> TEXT:
++++++
Why a model's native audio isn't enough
A general-purpose model can listen to a short clip. It can't ingest a two-hour recording. OpenAI's speech-to-text API caps file uploads at 25 MB, and an hour of decent-quality audio clears that ceiling on its own. So an agent that needs to transcribe real recordings can't just hand the file to the model. It needs a dedicated transcription step. The consumer version of this question, whether a chat model can do it at all, is covered in can ChatGPT transcribe audio; this is the developer version.
Size isn't the only limit. Native transcription returns a flat block of text. There are no speaker labels by default, and no timestamps unless you ask. An agent that gets back one undifferentiated string can summarize it, but it can't tell you who spoke or when. For anything past a quick clip, plain model audio leaves the agent guessing.
The job, then, is to give the agent a tool that swallows long files and returns structured output. That's what a transcription MCP server does. It sits between the agent and a speech-to-text backend, takes the audio, and hands back labeled, timed segments the agent can actually reason over.
++++++
> SOURCE INFORMATION:

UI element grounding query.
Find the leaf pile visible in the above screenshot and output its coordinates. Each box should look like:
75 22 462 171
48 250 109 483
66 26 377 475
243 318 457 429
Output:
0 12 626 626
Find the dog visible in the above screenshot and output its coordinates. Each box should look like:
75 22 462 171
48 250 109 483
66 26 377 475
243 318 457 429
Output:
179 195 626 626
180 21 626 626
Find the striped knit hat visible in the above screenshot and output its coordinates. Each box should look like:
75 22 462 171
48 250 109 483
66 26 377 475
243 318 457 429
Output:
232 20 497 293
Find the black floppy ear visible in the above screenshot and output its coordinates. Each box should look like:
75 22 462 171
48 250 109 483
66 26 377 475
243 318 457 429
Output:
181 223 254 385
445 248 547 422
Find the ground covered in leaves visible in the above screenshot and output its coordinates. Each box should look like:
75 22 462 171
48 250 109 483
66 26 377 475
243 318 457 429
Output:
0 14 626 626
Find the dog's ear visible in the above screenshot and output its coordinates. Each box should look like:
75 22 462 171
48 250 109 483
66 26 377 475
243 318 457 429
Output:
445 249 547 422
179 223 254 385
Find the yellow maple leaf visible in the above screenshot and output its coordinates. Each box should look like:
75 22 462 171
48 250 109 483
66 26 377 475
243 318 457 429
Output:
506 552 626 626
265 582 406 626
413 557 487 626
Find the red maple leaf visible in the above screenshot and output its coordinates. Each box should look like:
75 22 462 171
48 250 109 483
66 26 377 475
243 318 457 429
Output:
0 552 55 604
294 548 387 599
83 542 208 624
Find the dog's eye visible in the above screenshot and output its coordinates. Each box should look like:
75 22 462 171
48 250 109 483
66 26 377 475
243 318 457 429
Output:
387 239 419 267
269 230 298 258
++++++
Carry on the text about why agents need a dedicated transcription tool, starting right after its last paragraph. The records are separate material with no connection to the text about transcribing long audio for agents.

> ANSWER FOR THE TASK:
How a transcription MCP server exposes the tool
MCP is an open protocol that Anthropic open-sourced in November 2024 for connecting AI applications to external tools and data. It uses JSON-RPC 2.0 messages between hosts, clients, and servers. A transcription server plays the server role: it exposes a tool the agent can call, like transcribe(audio_url).
Servers offer three things to clients: resources, prompts, and tools. Tools are the functions a model can execute, so your transcription capability registers as one. MCP defines exactly two standard transports, stdio and Streamable HTTP. Use stdio for a local dev tool and Streamable HTTP for a hosted service other clients reach over the network.
Because MCP is an open standard, the design intent is that any conforming client can call any conforming server. Claude, an IDE agent, or your own host can use the same transcription server without custom glue. There's now an official MCP registry, announced in September 2025, for publishing and discovering servers.
The async job pattern: submit, then poll or webhook
Transcribing an hour of audio takes longer than a single request should stay open. The established fix is to accept the job and answer immediately. HTTP 202 Accepted means the request has been accepted for processing, but processing isn't complete, defined normatively in RFC 9110 section 15.3.3. Google's AIP-151 formalizes the same idea: a long-running method returns an operation object plus a token to track progress.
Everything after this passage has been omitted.